_PROVIDED PASSAGE_
Updated: May 11
In a more vulnerable moment, I linked my haphazard bashings into an expensive keyboard to close friends and relatives, expecting to be readily dismissed by the all powerful anxiety inducing "Read" text indicator, or just altogether not replied to, as deemed necessary by the cursory social function of being good friends, and passively telling one another to "fuck off, I am busy."
or "this is trash, please don't make me tell you that."
Some people loved it.
Some people liked it.
Some acknowledged they read it.
My grandmother said: "Interesting, you always have a way with words"
I think someone has my number blocked, I'm not going to bother up opening that can of worms.
So I'll persist, as any good place to cope and seethe in a storm is better than swearing loudly at innocent bystanders in a parking lot, it may seem funny to hear someone yelling fuck in increasingly higher notes but I can assure you it's taxing on the vocal cords and psyche.
This imagery hopefully segues directly to my topic, which is Losing your shit, Owning it, and Ownership.
Losing your shit is a verb, it's a deeply rooted visceral reaction to any variation of stimuli either self inflicted or applied by other forces and can happen much more quickly if both variables of self and external are in play. I have seen people be the most "real" they will ever be in a moment of utter absofuckinglute deeply intimate shit losing. There is no realer interaction between a married couple than when one party is knee deep in the dead of losing it over something and the spouse is trying to avoid catastrophic damage to personal property, their own psyche, nearby persons of interest either being the cause of, or innocent bystanders, and most importantly making sure the police don't show up if the shit loser is an adult male, as that is generally how one enters the "detained for questioning" subroutine.

_MATERIAL_
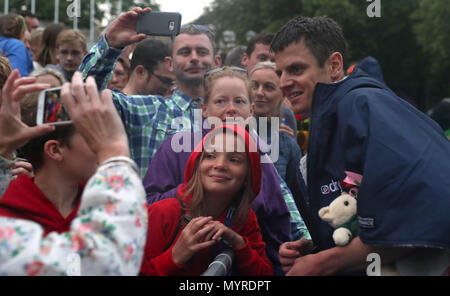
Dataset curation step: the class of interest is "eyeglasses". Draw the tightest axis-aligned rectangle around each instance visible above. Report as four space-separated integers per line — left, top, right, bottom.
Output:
59 49 82 57
203 66 247 78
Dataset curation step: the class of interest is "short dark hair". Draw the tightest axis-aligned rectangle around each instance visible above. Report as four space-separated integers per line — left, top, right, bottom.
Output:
0 13 26 39
270 16 346 68
130 38 170 73
245 32 275 57
20 92 75 173
180 24 217 54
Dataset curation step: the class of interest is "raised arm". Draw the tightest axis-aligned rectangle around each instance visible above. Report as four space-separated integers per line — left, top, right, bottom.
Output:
0 72 147 275
79 7 151 90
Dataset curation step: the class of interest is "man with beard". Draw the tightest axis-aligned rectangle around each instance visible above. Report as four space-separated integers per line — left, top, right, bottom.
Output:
80 7 222 176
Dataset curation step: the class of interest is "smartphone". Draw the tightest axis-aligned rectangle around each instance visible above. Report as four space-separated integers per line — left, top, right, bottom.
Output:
136 11 181 36
36 87 72 125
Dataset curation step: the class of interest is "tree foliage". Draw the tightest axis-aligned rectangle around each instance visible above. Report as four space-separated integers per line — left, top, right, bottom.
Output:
195 0 450 110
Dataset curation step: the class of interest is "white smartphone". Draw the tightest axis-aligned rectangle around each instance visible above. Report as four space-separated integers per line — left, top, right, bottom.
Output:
36 87 72 125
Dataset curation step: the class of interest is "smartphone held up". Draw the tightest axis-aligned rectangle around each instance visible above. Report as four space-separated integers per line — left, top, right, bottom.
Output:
136 11 181 36
36 87 72 125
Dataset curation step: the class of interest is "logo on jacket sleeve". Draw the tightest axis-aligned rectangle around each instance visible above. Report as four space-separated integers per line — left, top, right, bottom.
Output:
320 181 342 195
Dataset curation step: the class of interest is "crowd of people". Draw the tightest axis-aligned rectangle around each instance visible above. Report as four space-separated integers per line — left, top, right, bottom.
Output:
0 8 450 276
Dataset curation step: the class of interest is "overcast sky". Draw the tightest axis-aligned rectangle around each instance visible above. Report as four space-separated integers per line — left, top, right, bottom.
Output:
155 0 213 24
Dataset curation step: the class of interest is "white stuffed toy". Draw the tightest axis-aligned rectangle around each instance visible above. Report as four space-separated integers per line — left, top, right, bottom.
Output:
319 192 358 246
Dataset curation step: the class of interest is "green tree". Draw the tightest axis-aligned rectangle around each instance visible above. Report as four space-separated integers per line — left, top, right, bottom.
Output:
195 0 444 110
411 0 450 107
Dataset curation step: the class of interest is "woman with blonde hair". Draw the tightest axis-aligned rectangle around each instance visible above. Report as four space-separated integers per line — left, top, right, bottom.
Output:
141 125 273 276
0 13 33 77
144 67 309 275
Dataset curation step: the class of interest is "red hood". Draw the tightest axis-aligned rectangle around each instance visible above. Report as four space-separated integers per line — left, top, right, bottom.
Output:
0 174 83 234
178 125 261 201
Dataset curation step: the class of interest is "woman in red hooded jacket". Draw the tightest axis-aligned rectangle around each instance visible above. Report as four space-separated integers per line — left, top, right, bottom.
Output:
141 125 273 276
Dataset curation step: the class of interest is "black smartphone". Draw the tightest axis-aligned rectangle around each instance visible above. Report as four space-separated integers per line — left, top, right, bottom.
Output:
136 11 181 36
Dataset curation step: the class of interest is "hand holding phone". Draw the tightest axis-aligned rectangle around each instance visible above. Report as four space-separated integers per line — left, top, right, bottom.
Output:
105 7 152 49
136 11 181 36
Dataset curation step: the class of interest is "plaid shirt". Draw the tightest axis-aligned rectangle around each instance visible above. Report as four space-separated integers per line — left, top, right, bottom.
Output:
79 36 310 239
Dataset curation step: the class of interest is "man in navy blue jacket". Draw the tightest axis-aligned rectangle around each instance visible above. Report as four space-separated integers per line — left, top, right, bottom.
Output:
271 17 450 275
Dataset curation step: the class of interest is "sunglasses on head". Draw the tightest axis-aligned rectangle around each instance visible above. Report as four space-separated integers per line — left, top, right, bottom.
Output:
204 66 247 78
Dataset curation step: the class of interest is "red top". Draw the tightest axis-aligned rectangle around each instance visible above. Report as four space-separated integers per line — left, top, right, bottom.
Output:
141 126 273 276
0 174 84 235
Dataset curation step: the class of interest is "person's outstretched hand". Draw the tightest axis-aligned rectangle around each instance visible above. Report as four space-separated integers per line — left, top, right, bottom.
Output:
61 72 130 163
0 70 55 158
105 7 152 49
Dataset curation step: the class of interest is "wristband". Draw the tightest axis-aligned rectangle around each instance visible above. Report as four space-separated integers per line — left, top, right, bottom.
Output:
99 156 140 176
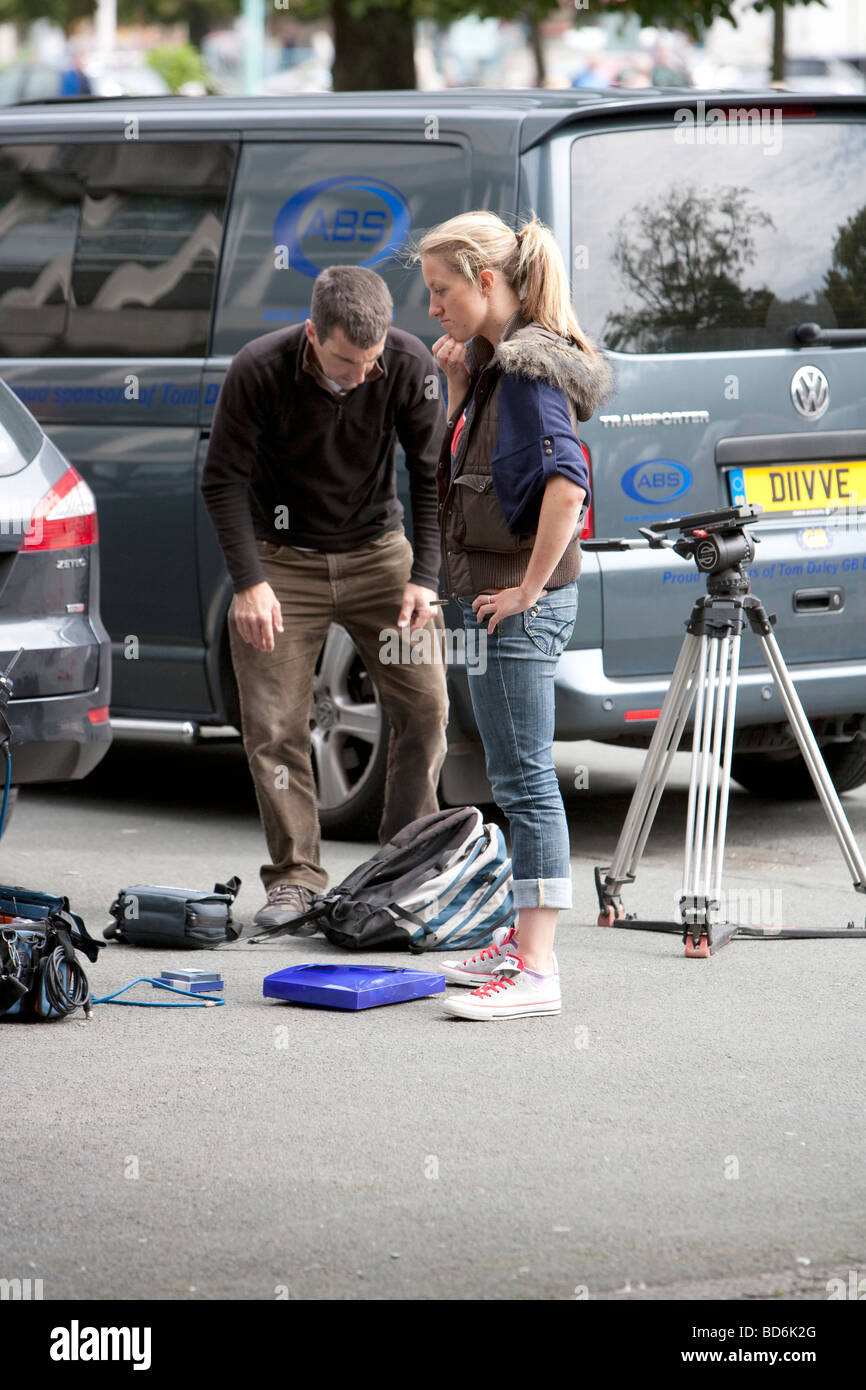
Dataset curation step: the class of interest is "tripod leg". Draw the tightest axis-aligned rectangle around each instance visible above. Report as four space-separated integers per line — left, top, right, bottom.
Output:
687 637 719 898
713 632 741 901
596 632 702 926
756 632 866 892
683 637 709 892
680 632 741 959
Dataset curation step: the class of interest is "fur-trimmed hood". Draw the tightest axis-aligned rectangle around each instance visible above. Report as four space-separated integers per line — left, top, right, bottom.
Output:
467 313 614 420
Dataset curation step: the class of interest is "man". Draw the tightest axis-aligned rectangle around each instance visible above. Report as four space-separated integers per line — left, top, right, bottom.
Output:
202 265 448 927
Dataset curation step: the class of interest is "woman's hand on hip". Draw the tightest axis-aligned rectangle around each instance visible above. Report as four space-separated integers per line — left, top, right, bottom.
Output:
473 588 548 632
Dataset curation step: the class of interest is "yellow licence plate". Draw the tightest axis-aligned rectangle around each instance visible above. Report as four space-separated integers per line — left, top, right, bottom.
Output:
728 459 866 512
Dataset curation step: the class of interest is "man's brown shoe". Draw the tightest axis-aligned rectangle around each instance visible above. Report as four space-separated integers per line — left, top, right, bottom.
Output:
253 883 318 937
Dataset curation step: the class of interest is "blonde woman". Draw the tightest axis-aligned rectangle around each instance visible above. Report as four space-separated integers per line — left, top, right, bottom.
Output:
417 213 612 1019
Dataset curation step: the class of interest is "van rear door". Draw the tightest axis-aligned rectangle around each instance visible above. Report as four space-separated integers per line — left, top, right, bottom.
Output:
571 95 866 677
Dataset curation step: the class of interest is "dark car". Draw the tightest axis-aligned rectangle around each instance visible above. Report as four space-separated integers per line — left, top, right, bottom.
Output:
0 90 866 834
0 381 111 811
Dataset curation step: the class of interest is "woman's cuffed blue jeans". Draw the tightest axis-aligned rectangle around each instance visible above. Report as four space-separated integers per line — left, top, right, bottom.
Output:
457 582 577 908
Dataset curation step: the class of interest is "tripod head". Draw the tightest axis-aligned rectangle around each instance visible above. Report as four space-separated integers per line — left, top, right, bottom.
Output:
649 505 763 594
581 503 763 594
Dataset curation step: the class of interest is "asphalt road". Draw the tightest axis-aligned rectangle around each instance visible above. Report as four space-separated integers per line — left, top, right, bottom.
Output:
0 744 866 1300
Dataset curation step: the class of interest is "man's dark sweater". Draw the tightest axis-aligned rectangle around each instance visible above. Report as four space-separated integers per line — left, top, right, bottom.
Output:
202 324 445 592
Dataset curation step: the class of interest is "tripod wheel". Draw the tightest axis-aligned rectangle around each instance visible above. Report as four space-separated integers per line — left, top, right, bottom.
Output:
685 935 710 960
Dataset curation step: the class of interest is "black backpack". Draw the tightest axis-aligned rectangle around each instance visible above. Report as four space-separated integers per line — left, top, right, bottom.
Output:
249 806 514 954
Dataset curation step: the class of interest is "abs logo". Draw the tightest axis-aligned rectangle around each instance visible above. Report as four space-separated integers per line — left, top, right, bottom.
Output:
274 175 411 278
621 459 692 506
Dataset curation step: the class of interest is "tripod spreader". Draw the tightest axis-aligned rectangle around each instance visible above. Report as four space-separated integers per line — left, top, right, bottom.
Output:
595 572 866 956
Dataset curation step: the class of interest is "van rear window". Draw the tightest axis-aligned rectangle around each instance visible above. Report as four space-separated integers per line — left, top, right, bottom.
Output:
571 118 866 353
0 381 42 478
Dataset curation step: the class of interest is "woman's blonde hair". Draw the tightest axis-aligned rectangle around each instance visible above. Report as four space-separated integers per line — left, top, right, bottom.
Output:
414 211 596 356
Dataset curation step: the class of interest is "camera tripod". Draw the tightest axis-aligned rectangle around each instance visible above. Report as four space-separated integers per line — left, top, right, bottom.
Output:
581 506 866 958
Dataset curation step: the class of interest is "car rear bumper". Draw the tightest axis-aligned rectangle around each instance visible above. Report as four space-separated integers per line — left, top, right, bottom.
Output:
547 648 866 741
6 637 111 784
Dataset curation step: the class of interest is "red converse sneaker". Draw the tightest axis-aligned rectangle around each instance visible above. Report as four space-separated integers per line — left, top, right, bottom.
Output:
442 955 563 1020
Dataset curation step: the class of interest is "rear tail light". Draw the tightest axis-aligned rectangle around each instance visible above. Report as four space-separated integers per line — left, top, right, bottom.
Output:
580 439 595 541
21 468 99 550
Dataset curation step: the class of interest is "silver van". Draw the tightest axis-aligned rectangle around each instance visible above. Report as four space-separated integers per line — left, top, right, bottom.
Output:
0 90 866 834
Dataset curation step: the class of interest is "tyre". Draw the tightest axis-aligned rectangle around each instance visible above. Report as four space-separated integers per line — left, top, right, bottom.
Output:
310 624 389 840
731 738 866 801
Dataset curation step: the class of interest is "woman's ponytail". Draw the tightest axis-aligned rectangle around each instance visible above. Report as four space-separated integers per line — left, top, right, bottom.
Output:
514 215 595 354
416 211 598 357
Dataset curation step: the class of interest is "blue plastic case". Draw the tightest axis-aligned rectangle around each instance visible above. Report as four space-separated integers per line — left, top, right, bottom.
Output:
261 965 445 1009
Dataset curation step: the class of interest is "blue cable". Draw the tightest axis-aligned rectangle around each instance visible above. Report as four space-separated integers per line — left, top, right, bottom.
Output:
0 744 13 840
90 974 225 1009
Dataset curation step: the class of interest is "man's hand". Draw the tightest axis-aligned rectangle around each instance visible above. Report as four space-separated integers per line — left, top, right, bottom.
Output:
398 584 436 634
235 580 284 652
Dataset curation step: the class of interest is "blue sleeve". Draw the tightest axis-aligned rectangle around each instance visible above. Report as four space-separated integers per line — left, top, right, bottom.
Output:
491 374 589 532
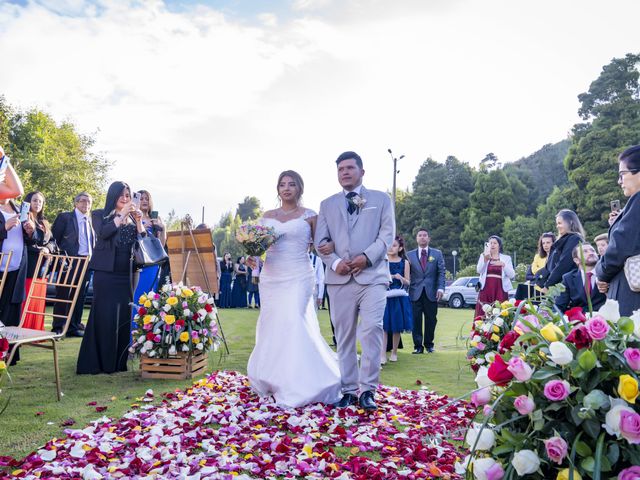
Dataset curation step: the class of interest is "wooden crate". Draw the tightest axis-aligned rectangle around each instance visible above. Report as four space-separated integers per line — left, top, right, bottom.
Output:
140 352 208 380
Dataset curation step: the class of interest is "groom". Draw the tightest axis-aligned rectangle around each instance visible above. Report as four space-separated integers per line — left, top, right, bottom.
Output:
314 152 395 410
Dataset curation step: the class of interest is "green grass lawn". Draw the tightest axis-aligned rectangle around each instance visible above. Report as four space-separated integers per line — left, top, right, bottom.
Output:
0 308 474 457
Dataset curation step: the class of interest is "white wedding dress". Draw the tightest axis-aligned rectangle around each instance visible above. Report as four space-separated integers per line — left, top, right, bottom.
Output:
247 209 341 407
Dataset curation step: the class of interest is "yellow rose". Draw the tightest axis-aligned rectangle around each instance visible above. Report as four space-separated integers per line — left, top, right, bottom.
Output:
540 323 564 342
618 375 638 403
556 468 582 480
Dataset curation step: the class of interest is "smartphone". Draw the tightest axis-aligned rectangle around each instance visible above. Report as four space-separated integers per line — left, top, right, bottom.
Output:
20 202 31 222
611 200 620 212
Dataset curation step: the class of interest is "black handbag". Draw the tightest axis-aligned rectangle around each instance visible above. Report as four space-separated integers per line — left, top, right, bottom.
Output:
131 235 169 268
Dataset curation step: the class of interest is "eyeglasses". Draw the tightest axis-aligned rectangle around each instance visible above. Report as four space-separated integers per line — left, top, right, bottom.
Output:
618 169 640 181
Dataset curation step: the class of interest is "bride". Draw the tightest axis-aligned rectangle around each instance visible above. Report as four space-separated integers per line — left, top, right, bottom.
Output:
247 170 340 407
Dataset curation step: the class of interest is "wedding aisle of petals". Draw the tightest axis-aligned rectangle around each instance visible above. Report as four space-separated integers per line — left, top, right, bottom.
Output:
0 372 473 480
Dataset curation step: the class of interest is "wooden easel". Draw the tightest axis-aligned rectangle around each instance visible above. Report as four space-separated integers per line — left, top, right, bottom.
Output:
167 215 229 354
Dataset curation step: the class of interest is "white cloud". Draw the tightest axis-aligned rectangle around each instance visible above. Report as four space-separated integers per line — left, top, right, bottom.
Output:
0 0 640 227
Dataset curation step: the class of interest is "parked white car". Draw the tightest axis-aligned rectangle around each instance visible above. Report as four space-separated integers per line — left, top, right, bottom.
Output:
441 277 516 308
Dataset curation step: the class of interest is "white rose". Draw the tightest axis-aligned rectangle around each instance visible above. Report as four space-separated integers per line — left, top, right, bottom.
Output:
476 367 493 387
631 310 640 340
549 342 573 365
598 298 620 323
602 397 634 438
466 422 496 450
473 458 496 480
511 450 540 477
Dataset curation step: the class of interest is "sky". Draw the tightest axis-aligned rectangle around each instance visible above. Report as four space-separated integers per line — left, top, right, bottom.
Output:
0 0 640 225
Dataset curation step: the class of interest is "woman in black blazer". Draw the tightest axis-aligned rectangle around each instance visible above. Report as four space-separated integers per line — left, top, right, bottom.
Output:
76 182 146 374
0 198 34 363
538 210 585 293
596 145 640 316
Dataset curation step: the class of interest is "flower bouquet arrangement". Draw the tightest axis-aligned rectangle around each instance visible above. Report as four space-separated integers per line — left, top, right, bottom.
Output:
129 283 221 358
236 223 278 257
458 300 640 480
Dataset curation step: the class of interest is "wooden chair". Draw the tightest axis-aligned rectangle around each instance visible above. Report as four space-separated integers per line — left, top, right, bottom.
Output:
0 252 89 401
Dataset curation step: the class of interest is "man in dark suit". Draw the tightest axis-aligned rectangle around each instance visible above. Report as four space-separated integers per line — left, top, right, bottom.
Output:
407 228 445 353
556 243 607 312
51 192 96 337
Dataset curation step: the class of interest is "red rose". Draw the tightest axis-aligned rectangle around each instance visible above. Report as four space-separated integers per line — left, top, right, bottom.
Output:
567 326 592 350
498 330 520 353
487 355 513 386
564 307 587 323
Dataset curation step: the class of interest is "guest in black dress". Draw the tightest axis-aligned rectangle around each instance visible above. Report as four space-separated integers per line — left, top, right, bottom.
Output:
218 252 233 308
76 182 146 374
231 257 249 308
0 198 35 363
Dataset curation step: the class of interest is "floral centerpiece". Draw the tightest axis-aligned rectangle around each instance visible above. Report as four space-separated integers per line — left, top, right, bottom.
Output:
236 223 278 257
458 300 640 480
129 283 221 358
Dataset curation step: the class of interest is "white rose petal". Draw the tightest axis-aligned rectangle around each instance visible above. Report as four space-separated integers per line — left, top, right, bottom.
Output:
549 342 573 365
511 450 540 477
466 423 496 450
598 298 620 323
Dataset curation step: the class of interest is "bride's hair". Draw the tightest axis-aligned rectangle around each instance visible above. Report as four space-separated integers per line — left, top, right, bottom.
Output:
276 170 304 203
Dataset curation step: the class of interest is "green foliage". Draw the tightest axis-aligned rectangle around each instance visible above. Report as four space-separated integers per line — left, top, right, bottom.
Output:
236 197 262 222
565 54 640 236
0 98 110 220
502 215 541 263
396 156 473 256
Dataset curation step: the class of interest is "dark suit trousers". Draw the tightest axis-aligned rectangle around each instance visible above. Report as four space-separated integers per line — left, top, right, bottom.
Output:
51 262 90 333
411 289 438 350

_EXERCISE_
Return the stretch of the post from "Updated: May 11" through "can of worms.", copied word for word.

_RESULT BELOW_
Updated: May 11
In a more vulnerable moment, I linked my haphazard bashings into an expensive keyboard to close friends and relatives, expecting to be readily dismissed by the all powerful anxiety inducing "Read" text indicator, or just altogether not replied to, as deemed necessary by the cursory social function of being good friends, and passively telling one another to "fuck off, I am busy."
or "this is trash, please don't make me tell you that."
Some people loved it.
Some people liked it.
Some acknowledged they read it.
My grandmother said: "Interesting, you always have a way with words"
I think someone has my number blocked, I'm not going to bother up opening that can of worms.